The Battle of France, May 10 to June 25, 1940
Left: Desperate and terrified French refugees flee advancing German troops, their cars, horse-drawn wagons and carts, wheelbarrows, and bicycles loaded with household possessions. Despite the stifling summer heat, it was common to see women wearing layered clothing: skirt over skirt (as seen here), skirt over trousers, coats over jackets, gloves, scarves, and hat. To add to the unfolding tragedy Luftwaffe pilots roared their Junkers Ju‑87 Stuka dive-bombers and Messerschmitt Bf 109 fighters low over the crowded roads, bombing and strafing defenseless civilians and French soldiers in retreat. Some mothers, deathly afraid and wearied by carrying toddlers, entrusted their children to passing motorists and military convoys, eventually losing track of them in the ensuing chaos. Heart-rending messages begging for news of lost children appeared tacked on public buildings and in print media for weeks afterwards. The French Red Cross managed to reunite 90,000 lost children with their parents.
Right: Heading toward the unknown, the former occupants of an automobile push their overloaded vehicle along a rural road in France after it ran out of gas. Lots of refugees had no idea where the column they were in was heading or where they would eventually end up, especially those from the Low Countries and working-class Parisians who had never been outside the capital. Many of the displaced found they had packed too much, and roadsides soon became littered with abandoned belongings, cars, and trucks. Nearly everyone had run out of food inside several days on the road.
Left: A packed Paris train station, June 12, 1940, as panicky Parisians try boarding trains leaving the capital. Two days earlier the government vacated Paris, signaling to Parisians that it was no longer safe to remain in the capital. Almost 3 out of 5 million Parisians clamored to get out of the city. By the time representatives of defeatist French premier (since June 16, 1940) Marshal Philippe Pétain signed a humiliating armistice on June 22, 1940, the German Blitzkrieg had loosed itself across more than half the nation.
Right: One observer of l’Exode reminisced: “People would go to the station with their entire fortunes: baskets, mattresses, suitcases, trunks, strollers, bicycles and caged canaries” and try to load their possessions on trains already packed with anxious and weary passengers bringing similar items on board. Toilets provided additional seating and storage space. He also recalled that “runaways and the failed soldiers” often looted homes abandoned by their frightened residents.
Left: Baby in stroller lifted into impossibly crowded train, Paris, June 1940. To avoid German aerial attacks, some trains carrying evacuees traveled in the evening or night with lights out.
Right: Standing atop the Arc de Triomphe in Paris, German soldiers and collaborationist French officials attend to mounting the swastika-emblazoned Nazi flag on one of the most recognizable symbols of French national pride, June 1940. The French capital endured four years of Nazi occupation and oppression before its liberation by U.S., British, and Free French soldiers on August 25, 1944.

:: PROVIDED INFORMATION ::
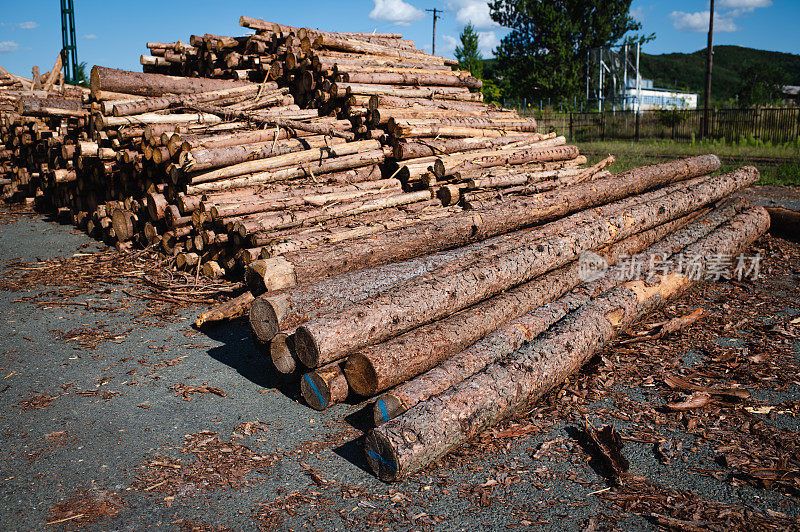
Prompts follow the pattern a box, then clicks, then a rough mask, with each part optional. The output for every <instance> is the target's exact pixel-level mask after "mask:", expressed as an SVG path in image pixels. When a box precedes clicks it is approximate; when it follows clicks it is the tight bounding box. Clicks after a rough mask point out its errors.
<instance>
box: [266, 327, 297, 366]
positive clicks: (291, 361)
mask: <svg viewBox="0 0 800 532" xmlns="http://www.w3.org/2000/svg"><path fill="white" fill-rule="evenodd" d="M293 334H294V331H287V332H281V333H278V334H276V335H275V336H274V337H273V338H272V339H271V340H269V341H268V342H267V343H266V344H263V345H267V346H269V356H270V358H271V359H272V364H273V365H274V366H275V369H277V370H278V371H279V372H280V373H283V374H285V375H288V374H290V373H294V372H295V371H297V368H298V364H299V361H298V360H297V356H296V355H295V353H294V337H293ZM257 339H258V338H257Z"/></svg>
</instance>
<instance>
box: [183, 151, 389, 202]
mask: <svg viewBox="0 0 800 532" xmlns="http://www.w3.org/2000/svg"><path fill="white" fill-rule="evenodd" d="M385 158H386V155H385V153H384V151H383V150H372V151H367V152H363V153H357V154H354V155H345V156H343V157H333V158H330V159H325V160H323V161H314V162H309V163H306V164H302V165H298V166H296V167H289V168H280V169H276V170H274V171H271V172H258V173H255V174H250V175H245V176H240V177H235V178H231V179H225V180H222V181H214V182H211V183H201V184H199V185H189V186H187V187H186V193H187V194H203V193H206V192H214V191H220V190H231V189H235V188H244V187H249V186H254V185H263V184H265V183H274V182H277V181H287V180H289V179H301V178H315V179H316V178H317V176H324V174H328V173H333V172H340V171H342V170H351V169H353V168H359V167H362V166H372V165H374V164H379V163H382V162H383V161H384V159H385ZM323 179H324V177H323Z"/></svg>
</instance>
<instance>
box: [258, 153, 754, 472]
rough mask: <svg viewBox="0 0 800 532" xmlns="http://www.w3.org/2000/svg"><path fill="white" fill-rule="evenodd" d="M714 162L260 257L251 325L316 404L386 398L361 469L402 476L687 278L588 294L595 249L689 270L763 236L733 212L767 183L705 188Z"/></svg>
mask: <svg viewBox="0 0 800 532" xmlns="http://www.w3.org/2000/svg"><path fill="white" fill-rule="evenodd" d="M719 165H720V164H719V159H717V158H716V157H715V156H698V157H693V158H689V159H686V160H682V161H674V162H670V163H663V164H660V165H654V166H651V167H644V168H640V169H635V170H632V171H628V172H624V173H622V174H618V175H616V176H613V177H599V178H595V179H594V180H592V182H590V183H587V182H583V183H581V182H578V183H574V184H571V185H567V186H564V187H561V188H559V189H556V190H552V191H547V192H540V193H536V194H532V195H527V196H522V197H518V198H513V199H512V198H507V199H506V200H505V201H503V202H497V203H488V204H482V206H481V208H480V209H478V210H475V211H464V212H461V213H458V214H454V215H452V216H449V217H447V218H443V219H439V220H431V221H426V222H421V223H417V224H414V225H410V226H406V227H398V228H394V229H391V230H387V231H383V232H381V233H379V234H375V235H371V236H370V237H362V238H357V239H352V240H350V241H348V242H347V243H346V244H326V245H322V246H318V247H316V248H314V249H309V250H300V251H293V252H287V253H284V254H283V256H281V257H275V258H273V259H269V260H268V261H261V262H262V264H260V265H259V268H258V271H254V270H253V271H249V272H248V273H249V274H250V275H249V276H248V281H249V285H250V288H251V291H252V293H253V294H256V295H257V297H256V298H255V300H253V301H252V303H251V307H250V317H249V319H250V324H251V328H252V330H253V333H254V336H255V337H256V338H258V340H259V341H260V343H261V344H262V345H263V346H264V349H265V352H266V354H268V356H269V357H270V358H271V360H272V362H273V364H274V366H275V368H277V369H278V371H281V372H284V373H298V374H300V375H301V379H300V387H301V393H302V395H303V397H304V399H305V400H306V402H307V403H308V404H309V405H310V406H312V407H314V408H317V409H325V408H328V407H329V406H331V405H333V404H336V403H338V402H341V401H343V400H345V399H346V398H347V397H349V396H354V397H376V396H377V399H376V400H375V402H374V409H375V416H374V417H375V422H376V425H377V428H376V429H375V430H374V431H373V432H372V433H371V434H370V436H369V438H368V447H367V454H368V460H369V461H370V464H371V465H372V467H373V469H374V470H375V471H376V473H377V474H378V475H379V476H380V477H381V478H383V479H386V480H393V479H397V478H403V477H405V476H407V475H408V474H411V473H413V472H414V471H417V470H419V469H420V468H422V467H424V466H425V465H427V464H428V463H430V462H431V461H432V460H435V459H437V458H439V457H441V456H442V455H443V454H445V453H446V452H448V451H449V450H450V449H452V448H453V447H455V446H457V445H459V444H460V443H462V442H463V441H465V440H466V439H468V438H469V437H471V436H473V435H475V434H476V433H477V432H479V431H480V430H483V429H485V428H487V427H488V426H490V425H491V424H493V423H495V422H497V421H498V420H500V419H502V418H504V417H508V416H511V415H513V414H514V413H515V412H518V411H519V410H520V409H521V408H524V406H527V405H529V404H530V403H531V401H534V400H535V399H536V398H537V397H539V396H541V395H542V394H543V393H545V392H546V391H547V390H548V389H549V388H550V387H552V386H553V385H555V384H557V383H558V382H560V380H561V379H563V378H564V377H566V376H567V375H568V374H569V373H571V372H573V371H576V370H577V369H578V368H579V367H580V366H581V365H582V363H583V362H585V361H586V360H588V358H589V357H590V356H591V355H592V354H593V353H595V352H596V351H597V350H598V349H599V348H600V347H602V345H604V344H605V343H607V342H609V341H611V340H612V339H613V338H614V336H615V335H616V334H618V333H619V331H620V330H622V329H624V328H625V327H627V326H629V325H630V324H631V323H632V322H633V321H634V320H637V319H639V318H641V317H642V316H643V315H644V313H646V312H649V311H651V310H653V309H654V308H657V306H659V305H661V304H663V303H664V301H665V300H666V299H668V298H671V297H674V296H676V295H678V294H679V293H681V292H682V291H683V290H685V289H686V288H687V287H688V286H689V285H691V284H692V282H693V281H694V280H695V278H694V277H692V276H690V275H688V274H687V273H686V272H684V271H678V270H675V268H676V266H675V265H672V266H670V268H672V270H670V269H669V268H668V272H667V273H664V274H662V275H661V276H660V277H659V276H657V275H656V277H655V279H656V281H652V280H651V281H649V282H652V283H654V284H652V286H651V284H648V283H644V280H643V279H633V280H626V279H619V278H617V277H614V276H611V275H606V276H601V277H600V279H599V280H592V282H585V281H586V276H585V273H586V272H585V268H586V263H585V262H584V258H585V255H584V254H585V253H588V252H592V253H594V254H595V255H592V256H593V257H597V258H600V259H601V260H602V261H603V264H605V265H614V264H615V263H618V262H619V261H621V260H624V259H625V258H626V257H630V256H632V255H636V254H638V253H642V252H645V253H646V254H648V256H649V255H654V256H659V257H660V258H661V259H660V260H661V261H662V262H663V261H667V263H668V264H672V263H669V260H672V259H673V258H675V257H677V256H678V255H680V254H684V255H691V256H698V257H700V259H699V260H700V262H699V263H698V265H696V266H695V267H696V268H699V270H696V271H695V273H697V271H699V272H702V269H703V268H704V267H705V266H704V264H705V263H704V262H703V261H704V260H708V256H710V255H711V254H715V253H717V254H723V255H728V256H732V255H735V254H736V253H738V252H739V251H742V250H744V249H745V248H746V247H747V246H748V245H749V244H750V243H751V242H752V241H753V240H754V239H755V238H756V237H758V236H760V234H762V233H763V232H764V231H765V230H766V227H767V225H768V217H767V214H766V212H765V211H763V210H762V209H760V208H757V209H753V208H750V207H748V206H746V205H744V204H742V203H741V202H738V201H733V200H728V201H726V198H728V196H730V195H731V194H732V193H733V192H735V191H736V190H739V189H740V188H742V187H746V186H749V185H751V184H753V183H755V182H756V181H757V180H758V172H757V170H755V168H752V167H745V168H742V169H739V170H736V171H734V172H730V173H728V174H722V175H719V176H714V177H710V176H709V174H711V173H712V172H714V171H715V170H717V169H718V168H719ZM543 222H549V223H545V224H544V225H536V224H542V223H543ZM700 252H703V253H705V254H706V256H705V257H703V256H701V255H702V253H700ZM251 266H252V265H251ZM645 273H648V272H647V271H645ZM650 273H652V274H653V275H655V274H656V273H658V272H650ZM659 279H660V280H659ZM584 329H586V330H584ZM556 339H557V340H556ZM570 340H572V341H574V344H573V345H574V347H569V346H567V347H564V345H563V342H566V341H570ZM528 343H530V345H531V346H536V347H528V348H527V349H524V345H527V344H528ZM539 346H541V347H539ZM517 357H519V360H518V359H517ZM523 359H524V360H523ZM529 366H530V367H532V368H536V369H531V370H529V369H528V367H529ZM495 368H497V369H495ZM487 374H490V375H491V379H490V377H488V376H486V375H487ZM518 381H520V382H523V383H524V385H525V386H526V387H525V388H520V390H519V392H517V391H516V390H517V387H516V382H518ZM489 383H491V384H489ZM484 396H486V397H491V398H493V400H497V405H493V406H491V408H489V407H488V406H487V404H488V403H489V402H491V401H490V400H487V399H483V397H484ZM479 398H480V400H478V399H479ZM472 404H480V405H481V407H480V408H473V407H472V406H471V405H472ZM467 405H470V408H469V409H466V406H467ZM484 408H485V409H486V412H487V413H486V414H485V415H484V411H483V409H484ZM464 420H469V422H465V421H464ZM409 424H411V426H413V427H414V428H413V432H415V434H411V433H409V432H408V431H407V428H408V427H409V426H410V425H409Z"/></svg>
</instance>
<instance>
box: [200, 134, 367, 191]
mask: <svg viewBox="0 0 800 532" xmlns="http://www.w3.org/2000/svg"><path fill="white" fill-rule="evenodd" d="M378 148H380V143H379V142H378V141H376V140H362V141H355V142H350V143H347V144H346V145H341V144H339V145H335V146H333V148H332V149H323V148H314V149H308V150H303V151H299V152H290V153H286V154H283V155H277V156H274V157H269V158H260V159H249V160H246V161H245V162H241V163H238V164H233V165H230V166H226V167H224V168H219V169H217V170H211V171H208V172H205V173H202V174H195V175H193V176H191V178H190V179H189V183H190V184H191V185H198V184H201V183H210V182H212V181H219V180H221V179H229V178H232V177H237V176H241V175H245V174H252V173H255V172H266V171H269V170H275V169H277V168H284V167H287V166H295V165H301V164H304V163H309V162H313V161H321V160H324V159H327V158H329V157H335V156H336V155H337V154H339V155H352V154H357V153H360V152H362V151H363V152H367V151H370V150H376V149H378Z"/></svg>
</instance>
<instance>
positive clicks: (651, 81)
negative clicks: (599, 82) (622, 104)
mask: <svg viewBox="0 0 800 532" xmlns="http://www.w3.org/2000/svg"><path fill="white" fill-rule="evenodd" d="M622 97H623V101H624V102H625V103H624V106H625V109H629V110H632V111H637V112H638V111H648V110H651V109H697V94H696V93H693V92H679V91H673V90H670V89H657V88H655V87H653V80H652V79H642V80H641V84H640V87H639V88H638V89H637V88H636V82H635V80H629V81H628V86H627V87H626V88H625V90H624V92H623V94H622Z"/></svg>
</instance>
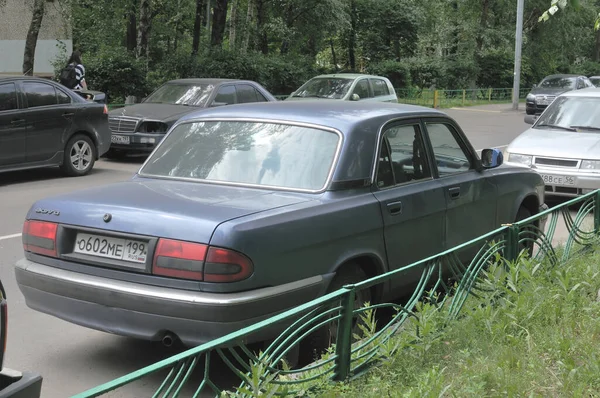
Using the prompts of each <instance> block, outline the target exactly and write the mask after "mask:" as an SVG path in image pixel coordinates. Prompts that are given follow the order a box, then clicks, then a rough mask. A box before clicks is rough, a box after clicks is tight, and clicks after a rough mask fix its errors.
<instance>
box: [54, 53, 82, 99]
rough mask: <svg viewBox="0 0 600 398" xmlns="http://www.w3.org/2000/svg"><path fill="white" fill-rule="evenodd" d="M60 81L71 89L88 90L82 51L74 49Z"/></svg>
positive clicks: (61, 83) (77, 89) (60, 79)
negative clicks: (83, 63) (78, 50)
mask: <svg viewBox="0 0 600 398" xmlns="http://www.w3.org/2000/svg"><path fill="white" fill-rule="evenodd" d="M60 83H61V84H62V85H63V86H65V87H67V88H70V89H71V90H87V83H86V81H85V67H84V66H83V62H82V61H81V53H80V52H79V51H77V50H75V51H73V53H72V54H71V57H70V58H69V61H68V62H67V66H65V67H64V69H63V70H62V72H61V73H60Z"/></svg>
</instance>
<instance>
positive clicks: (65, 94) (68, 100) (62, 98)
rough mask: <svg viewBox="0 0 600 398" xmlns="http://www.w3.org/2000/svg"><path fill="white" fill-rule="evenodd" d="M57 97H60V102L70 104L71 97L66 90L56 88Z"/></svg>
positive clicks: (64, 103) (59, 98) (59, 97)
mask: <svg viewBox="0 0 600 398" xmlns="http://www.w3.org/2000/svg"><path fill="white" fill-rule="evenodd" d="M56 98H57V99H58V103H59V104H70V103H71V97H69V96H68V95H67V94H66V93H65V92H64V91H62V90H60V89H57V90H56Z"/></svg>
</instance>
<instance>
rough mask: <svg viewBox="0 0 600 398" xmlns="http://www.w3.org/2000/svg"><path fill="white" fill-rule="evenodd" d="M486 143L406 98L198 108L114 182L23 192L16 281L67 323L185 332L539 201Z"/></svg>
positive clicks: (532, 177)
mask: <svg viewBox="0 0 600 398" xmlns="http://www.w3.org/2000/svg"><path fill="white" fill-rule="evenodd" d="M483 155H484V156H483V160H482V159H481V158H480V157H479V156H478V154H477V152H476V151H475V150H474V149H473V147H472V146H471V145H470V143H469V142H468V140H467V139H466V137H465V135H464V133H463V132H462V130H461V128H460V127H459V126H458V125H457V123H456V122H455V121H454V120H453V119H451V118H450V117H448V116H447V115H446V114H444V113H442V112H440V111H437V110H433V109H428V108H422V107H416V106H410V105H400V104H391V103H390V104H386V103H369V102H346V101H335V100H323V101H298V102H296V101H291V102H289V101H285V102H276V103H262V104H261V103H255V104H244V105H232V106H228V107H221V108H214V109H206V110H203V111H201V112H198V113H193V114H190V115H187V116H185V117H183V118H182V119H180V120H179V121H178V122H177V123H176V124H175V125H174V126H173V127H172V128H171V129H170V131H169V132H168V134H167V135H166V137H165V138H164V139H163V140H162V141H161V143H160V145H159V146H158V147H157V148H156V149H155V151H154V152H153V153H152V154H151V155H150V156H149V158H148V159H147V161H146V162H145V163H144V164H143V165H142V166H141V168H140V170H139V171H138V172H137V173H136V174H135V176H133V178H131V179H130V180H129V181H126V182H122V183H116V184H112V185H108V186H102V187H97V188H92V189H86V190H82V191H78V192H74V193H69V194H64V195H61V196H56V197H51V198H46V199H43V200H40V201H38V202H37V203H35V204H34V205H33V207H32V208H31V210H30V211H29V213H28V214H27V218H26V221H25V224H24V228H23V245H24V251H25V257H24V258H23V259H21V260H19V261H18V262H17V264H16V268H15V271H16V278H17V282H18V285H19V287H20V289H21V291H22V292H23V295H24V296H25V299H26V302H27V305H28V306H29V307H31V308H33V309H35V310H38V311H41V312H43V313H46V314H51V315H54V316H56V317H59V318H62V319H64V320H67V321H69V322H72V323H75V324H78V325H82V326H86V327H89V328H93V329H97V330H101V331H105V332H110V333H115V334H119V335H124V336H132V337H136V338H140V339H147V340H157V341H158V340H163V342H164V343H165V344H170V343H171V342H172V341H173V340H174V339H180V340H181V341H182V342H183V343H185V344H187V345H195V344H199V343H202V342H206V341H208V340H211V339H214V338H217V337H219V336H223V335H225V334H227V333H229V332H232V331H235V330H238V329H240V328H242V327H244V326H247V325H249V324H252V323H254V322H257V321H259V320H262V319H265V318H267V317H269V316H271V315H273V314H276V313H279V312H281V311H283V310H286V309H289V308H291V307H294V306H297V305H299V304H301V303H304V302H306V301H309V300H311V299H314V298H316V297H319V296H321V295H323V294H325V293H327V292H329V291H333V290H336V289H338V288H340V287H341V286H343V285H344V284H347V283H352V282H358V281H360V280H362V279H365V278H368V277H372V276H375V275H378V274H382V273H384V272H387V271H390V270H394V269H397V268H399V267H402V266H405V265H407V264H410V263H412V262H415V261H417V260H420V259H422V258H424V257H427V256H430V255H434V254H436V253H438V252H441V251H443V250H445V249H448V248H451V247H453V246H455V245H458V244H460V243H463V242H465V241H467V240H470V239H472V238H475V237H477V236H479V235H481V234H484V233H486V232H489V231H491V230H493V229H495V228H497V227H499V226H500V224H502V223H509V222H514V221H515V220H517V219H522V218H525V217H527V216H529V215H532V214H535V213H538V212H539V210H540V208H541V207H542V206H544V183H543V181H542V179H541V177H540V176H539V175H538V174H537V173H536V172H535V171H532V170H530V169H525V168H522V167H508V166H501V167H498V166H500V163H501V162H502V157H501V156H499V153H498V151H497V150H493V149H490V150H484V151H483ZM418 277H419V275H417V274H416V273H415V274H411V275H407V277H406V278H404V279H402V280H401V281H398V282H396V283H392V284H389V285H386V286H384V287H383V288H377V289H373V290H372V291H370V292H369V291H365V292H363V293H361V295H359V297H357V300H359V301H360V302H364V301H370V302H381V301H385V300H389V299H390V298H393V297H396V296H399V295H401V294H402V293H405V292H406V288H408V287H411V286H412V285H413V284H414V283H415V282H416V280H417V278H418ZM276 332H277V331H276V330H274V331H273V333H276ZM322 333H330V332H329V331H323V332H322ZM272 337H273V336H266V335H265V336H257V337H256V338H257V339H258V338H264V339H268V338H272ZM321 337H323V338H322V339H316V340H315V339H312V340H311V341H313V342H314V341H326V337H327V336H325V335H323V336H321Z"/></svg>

:: TASK DESCRIPTION ::
Using the Battle of France captions, answer these:
(a) How many lost children did the French Red Cross reunite with their parents?
(b) On what date did representatives of Marshal Philippe Pétain sign the armistice?
(c) On what date was Paris liberated?
The data has no role in this exercise.

:: EXERCISE RESPONSE ::
(a) 90,000
(b) June 22, 1940
(c) August 25, 1944